INSTRUCTIONS TO FOLLOW :: Please repeat only the lines below starting at the line that holds "Where can the dark" and ending at the line that holds "column 620, row 612", exactly, with both of those lines included and every picture omitted.

MATERIAL PROVIDED ::
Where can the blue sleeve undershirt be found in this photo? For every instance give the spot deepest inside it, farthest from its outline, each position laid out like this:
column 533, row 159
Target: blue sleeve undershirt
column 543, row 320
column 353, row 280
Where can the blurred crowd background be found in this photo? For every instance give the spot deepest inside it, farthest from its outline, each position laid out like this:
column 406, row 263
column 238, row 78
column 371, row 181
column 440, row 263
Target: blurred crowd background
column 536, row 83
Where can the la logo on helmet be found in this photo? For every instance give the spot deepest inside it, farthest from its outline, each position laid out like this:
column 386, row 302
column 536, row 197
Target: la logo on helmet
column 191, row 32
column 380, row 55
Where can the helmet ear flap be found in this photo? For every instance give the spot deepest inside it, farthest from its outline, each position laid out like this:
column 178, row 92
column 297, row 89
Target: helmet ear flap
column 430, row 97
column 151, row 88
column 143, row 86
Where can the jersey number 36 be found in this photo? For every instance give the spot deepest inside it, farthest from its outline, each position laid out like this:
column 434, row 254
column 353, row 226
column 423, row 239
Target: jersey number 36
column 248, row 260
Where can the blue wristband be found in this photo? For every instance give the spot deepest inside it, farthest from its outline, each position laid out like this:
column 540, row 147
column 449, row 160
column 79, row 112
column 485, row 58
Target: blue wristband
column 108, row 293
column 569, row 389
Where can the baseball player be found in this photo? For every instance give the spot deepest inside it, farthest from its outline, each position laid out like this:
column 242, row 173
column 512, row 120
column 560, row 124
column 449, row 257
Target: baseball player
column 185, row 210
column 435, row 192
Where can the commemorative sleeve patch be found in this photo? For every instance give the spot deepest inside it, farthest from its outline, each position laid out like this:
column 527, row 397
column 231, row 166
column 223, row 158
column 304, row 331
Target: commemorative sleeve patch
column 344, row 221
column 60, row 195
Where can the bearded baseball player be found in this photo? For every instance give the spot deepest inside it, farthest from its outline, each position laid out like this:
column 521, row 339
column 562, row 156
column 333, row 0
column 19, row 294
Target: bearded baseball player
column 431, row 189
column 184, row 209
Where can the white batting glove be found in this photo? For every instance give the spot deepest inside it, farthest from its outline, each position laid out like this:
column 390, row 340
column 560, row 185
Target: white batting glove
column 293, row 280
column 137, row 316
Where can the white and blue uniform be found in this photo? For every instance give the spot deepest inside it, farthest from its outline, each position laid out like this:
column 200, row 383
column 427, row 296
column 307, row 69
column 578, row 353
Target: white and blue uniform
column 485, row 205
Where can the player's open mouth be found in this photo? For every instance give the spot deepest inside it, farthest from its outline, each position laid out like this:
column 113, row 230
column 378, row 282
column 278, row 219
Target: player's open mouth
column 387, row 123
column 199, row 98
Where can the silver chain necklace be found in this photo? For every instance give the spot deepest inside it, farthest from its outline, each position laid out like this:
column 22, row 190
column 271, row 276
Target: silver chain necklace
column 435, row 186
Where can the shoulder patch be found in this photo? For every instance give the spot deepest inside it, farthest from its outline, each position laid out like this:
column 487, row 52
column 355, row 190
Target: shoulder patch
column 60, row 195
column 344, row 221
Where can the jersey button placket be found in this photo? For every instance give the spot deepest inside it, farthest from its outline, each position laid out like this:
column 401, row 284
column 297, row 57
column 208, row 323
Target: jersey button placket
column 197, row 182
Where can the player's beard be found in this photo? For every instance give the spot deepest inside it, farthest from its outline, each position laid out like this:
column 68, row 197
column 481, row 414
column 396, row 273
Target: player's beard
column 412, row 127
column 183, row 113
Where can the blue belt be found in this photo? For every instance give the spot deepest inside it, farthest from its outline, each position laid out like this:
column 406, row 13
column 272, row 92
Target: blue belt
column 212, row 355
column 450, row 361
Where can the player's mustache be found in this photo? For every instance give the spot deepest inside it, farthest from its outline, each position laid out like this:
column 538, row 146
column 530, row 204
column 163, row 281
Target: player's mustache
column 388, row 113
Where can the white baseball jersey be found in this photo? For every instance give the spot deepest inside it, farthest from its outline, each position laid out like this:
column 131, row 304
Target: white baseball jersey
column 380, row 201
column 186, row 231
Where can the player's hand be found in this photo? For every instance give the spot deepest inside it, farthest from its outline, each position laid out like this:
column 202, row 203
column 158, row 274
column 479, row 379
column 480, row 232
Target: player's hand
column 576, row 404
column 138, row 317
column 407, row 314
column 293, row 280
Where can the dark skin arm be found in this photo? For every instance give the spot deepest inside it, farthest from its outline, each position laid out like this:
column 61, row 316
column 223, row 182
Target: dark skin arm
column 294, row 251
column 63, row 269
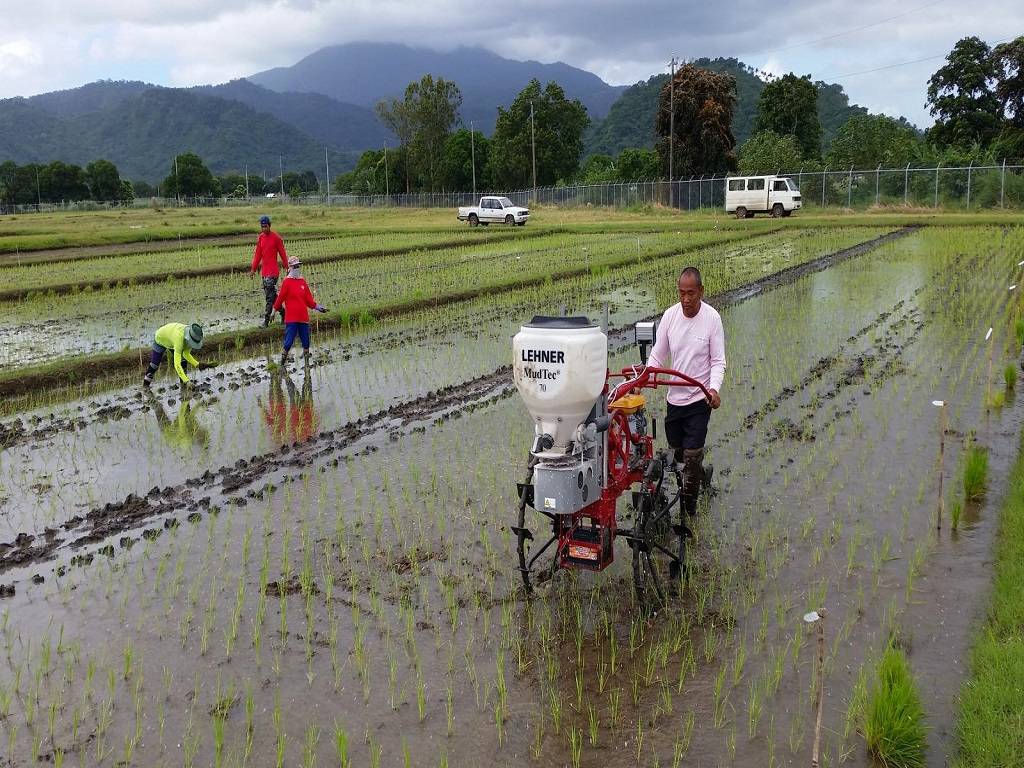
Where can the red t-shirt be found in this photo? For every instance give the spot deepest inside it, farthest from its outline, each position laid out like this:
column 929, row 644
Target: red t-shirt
column 268, row 247
column 297, row 298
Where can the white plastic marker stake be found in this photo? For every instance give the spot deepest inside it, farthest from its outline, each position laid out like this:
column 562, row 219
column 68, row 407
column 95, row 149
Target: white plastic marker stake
column 816, row 617
column 988, row 382
column 941, row 404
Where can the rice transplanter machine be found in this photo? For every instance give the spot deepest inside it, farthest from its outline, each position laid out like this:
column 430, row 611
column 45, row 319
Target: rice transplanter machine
column 593, row 441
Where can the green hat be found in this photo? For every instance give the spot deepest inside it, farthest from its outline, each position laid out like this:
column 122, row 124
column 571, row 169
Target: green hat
column 194, row 336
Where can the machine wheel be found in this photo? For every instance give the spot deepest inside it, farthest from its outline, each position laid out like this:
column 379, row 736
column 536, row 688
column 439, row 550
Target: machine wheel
column 656, row 559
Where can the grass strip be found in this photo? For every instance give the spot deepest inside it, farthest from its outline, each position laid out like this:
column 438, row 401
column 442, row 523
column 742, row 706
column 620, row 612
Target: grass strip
column 990, row 729
column 17, row 294
column 71, row 372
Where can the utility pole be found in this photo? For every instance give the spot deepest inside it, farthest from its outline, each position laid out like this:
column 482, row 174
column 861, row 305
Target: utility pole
column 532, row 141
column 472, row 152
column 672, row 129
column 327, row 160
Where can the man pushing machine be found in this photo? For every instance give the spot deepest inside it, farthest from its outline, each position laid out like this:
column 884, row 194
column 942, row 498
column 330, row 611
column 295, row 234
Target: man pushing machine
column 691, row 335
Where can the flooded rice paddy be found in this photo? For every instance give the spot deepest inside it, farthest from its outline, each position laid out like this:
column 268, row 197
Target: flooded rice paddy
column 314, row 565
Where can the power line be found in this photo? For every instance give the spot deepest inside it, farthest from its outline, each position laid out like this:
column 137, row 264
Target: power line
column 850, row 31
column 899, row 64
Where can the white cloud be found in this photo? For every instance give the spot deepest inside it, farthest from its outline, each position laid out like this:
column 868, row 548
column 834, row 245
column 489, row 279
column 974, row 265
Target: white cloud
column 61, row 44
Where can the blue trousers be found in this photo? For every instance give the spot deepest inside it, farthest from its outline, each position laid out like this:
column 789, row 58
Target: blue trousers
column 291, row 329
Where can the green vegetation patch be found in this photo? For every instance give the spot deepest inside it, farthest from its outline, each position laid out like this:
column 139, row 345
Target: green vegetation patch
column 991, row 723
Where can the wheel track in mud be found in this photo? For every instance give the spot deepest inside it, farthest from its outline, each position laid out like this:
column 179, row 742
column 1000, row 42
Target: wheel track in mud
column 236, row 484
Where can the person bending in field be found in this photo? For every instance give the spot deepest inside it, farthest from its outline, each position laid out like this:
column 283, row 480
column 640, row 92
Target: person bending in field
column 182, row 340
column 690, row 334
column 297, row 300
column 268, row 247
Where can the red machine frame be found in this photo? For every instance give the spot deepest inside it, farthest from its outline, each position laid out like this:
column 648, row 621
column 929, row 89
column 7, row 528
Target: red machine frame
column 590, row 546
column 586, row 538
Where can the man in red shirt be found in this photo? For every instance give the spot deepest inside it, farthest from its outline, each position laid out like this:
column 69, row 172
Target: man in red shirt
column 268, row 247
column 297, row 300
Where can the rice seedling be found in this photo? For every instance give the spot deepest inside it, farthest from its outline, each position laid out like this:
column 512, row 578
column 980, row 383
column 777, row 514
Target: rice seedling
column 975, row 471
column 893, row 726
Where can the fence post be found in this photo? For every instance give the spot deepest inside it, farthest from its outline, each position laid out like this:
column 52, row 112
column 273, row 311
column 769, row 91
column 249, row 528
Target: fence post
column 1003, row 182
column 970, row 167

YOUR RESPONSE ::
Where can the dark skin arm be found in this photo? For every instance give the spot deepest inside it, farthest from its outline, each position laid out like this:
column 61, row 316
column 223, row 182
Target: dark skin arm
column 294, row 251
column 63, row 269
Where can the red t-shirt be found in this photo? For every instance give the spot deepest inside it, farthest from its outline, each position laid out like this:
column 929, row 644
Target: red t-shirt
column 268, row 247
column 297, row 298
Where can the white plastic marker stake be found in this photo? For every instance give the spot deepest inside it, farthest from its outline, each position laid out like this:
column 562, row 219
column 68, row 407
column 95, row 149
Target: white plastic marker stake
column 816, row 617
column 988, row 382
column 941, row 404
Where can the rice transplanter machine be found in this photo? For every instance give the spot deepest inside it, farthest from its outline, each position laid out like this:
column 430, row 611
column 45, row 319
Target: rice transplanter machine
column 593, row 441
Where can the green hat be found in this photo? For every instance give the spot deepest inside it, farthest from its outline, each position laid out like this:
column 122, row 124
column 571, row 169
Target: green hat
column 194, row 336
Where can the machine wheel be found in this photo? For every instance give the spot deepest inside it, farthest from its outline, each position laid out like this:
column 379, row 736
column 536, row 688
column 439, row 550
Target: machine wheel
column 656, row 559
Where can the grass strip be found in this photo? For every instance give the spot deepest inside it, farthest from its outline, each position laid out like this:
column 438, row 401
column 442, row 523
column 742, row 706
column 620, row 612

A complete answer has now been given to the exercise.